**Directions**.
**a)** In the article on the Android patent dispute, how many daily Android activations are reported?
**b)** Continue the article on the Android patent dispute from where it stops.

**Text**.
::::

Yesterday on Google‘s official blog, aptly called the Google Blog, David Drummond, Senior Vice President and Chief Legal Officer released a scathing blog about how there is a concerted effort on the part of Google’s competitors to wage a very hostile and organized campaign to stop Android, Google’s mobile platform. And with stats like this: Nearly 40% of the “all important” US market share and nearly 50% of the market share worldwide and 550,000 daily activations through a network of 39 manufacturers and 231 carriers, its really no wonder that the competition is pulling out all the tricks to keep Android down.
David Drummond states on his blog post entitled When Patents Attack Android, about how tech companies Microsoft, Oracle, Apple and others conspired to keep the Novell patents(under the group name CPTN) and the Nortel patents(under the group name Rockstar)away from Google. These same companies are currently suing Google and Android handset manufacturers over some dubious patents. Drummond states Google needs these patents to defend itself from these patent trolls companies looking to sue Google. The entire blog can be read at the link above.
Microsoft, however, has released a statement today stating that Google had been invited to join this consortium to purchase the patents but declined to join. Here are Microsofts responses:
The first came from Microsoft’s general counsel Brad Smith, who tweeted: “Google says we bought Novell patents to keep them from Google. Really? We asked them to bid jointly with us. They said no.”

::::

**Available data**.
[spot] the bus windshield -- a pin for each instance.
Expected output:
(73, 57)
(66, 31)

::::

**Answers for the tasks**.
**a)** 550,000 daily activations.

**b)**
Then came this from Microsoft head of communications Frank Shaw, who posted an image of an e-mail conversation between Smith and Kent Walker, SVP and general counsel at Google. It reads:
Sorry for the delay in getting back to you —I came down with a 24-hour bug on the way back from San Antonio. After talking with people here, it sounds as though for various reasons a joint bid wouldn’t be advisable for us on this one. But I appreciate your flagging it, and we’re open to discussing other similar opportunities in the future.
I hope the rest of your travels go well, and I look forward to seeing you again soon.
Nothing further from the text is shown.